* TESTO ESTRATTO:

/---

L’attenzione si è concentrata su tre possibili fattori: Can f1, una proteina rilasciata dalla pelle e dalla saliva dei cani; Fel d1, l’equivalente proveniente dai gatti; ed endotossina, una molecola presente sulla superficie dei batteri. In seguito, al compimento del quinto anno, i bambini sono stati visitati da medici per verificare la presenza di asma e sottoposti a test di funzionalità respiratoria, con la misurazione del volume espiratorio forzato in un secondo (FEV1), parametro chiave per valutare la salute polmonare.

Non solo: i ricercatori hanno anche raccolto campioni di sangue per indagare i fattori genetici legati al rischio di asma e allergie.

Scopri i biotici studiati su asma e allergie

Un effetto sorprendente dei cani

È qui che arriva il dato che ha catturato l’attenzione della platea. I bambini che, nei primi mesi di vita, erano stati esposti a livelli più alti di Can f1 – l’allergene dei cani – mostravano a cinque anni un rischio di asma ridotto del 48% rispetto agli altri. Non solo: la loro funzionalità polmonare era migliore, e l’effetto protettivo risultava addirittura più marcato nei bambini con una predisposizione genetica a sviluppare peggiori capacità respiratorie.

Un risultato che non si è replicato con i gatti. Per Fel d1, infatti, non è stata rilevata alcuna associazione positiva. Allo stesso modo, l’esposizione all’endotossina non ha mostrato effetti significativi.

Possibili spiegazioni biologiche

Come spiegare un fenomeno tanto netto? McCoy non nasconde che molte domande restano aperte. “Non sappiamo ancora perché accada. È chiaro però che, una volta che una persona sviluppa una sensibilizzazione agli allergeni del cane, questi possono peggiorare i sintomi di asma. Il fatto che nei primi mesi di vita l’esposizione sembri invece avere un effetto protettivo ci fa pensare a un ruolo del sistema immunitario in fase di sviluppo, o a un’influenza sul microbioma nasale, quell’insieme di microrganismi che colonizza le vie respiratorie superiori”.

In altre parole, un contatto precoce con le proteine rilasciate dai cani potrebbe aiutare l’organismo a “imparare” a tollerarle, evitando che scatti una risposta allergica dannosa. Un’ipotesi affascinante, che si lega a quanto già sappiamo su altre esposizioni ambientali nei primi anni di vita.

\---

* DATI FORNITI:
/---

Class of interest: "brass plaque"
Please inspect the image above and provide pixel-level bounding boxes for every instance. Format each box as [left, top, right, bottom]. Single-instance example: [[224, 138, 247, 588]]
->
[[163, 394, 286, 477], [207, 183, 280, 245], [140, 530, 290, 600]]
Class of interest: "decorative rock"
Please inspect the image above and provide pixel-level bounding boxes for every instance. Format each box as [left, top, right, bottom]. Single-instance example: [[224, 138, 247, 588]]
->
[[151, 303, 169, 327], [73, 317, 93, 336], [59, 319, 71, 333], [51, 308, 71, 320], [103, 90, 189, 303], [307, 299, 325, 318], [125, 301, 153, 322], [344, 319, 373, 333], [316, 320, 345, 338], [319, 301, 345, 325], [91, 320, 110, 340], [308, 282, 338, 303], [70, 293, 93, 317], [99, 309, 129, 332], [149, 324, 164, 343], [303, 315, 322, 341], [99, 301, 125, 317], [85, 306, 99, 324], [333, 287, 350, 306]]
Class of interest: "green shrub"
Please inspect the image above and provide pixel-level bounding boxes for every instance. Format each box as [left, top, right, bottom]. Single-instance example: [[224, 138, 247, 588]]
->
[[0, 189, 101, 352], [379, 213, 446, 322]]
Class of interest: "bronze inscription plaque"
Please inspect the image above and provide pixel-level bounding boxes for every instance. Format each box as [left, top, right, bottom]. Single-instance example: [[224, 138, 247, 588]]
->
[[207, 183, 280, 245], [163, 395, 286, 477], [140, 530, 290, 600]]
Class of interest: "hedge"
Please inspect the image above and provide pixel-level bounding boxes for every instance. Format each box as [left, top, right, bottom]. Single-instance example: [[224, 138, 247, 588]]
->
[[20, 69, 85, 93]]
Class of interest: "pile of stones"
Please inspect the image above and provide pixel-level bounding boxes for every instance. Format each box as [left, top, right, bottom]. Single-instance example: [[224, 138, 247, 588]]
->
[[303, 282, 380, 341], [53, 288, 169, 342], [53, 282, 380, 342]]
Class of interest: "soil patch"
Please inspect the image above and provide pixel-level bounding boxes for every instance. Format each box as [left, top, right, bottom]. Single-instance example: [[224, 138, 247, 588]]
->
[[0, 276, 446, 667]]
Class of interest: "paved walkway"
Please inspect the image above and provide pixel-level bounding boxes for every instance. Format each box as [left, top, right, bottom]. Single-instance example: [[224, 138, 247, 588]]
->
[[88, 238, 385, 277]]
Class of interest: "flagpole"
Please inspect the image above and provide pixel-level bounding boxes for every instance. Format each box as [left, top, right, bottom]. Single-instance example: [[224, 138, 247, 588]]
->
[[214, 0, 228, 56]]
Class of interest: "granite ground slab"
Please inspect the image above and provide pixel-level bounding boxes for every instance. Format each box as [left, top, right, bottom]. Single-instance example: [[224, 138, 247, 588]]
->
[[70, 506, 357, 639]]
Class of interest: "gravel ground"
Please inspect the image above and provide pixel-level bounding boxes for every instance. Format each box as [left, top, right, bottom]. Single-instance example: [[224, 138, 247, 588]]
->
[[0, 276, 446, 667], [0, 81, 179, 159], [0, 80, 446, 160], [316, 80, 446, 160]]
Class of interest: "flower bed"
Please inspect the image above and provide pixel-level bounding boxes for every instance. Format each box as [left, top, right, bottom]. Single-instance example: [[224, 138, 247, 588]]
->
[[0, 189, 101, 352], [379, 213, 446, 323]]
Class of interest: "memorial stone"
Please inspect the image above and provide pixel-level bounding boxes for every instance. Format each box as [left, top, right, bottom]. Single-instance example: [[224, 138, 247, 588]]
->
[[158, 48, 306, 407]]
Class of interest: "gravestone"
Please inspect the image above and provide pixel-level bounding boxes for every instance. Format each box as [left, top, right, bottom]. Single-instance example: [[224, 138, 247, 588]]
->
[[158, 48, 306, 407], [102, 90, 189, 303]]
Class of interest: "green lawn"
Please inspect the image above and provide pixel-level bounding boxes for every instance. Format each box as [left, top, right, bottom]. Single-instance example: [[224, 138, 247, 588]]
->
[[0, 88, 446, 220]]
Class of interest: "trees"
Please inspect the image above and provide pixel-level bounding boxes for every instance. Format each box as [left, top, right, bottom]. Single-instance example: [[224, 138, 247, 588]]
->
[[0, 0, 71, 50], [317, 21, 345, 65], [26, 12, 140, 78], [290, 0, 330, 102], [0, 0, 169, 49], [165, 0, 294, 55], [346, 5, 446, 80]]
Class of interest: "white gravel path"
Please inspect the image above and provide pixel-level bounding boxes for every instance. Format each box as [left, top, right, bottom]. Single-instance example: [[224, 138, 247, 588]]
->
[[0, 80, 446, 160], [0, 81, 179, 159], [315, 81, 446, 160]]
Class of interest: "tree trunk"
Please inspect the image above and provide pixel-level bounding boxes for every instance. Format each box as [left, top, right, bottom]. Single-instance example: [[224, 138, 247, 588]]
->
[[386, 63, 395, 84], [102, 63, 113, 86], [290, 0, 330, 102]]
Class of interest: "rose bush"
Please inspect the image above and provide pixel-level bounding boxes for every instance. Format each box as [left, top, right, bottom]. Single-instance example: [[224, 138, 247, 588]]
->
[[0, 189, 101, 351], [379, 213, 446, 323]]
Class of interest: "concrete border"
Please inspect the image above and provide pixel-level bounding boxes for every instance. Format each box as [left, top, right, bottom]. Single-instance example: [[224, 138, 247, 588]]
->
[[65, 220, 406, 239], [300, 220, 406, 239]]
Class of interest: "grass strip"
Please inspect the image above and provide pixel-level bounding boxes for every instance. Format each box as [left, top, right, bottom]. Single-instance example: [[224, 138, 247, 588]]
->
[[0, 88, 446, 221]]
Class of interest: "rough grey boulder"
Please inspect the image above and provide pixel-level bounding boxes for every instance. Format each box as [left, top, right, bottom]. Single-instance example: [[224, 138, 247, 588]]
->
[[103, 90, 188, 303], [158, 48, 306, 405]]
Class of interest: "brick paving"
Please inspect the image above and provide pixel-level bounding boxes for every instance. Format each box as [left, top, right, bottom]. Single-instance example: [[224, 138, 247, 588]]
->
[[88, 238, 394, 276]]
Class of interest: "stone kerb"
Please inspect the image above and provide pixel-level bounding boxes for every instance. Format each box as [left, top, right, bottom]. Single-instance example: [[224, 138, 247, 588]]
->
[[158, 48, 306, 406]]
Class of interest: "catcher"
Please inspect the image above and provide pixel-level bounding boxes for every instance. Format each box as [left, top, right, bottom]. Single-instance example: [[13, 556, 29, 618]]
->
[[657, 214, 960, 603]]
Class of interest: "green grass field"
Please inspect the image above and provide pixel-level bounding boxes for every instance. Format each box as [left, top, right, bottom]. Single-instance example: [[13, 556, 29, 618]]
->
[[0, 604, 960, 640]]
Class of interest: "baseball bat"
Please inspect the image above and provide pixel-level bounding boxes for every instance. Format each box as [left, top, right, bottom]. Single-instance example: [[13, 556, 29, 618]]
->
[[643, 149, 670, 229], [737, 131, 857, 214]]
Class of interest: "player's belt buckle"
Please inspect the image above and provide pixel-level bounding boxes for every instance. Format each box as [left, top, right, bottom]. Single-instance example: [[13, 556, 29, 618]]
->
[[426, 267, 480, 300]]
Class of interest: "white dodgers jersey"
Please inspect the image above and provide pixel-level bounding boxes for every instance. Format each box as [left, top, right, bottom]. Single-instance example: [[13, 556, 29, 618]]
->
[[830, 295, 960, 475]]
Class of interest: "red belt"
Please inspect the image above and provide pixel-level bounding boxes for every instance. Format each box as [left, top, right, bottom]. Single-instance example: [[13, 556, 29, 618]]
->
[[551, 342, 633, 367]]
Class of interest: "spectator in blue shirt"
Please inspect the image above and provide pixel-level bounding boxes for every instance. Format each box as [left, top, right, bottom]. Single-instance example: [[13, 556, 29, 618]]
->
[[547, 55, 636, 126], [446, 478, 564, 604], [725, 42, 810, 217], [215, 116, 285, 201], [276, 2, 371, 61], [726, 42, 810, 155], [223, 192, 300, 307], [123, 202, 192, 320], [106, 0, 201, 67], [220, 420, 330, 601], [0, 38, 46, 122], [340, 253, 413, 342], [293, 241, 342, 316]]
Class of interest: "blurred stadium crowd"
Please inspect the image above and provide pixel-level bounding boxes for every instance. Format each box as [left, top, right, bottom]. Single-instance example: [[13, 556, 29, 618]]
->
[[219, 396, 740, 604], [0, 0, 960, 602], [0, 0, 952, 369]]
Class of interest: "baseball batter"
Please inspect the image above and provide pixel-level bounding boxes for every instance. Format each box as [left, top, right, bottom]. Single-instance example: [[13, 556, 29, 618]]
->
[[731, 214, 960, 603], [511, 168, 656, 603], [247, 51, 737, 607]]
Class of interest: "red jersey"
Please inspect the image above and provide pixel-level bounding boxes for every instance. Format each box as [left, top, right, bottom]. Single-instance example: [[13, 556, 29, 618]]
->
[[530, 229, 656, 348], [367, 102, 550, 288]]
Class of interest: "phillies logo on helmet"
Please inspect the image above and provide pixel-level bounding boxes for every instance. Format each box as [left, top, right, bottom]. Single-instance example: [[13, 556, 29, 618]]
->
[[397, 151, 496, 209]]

\---

Riporta per favore, senza modifiche, tutta la parte dell'articolo sui cani e l'asma che va dalle parole "L’attenzione si è" giù fino alle parole "asma e allergie.".

L’attenzione si è concentrata su tre possibili fattori: Can f1, una proteina rilasciata dalla pelle e dalla saliva dei cani; Fel d1, l’equivalente proveniente dai gatti; ed endotossina, una molecola presente sulla superficie dei batteri. In seguito, al compimento del quinto anno, i bambini sono stati visitati da medici per verificare la presenza di asma e sottoposti a test di funzionalità respiratoria, con la misurazione del volume espiratorio forzato in un secondo (FEV1), parametro chiave per valutare la salute polmonare.

Non solo: i ricercatori hanno anche raccolto campioni di sangue per indagare i fattori genetici legati al rischio di asma e allergie.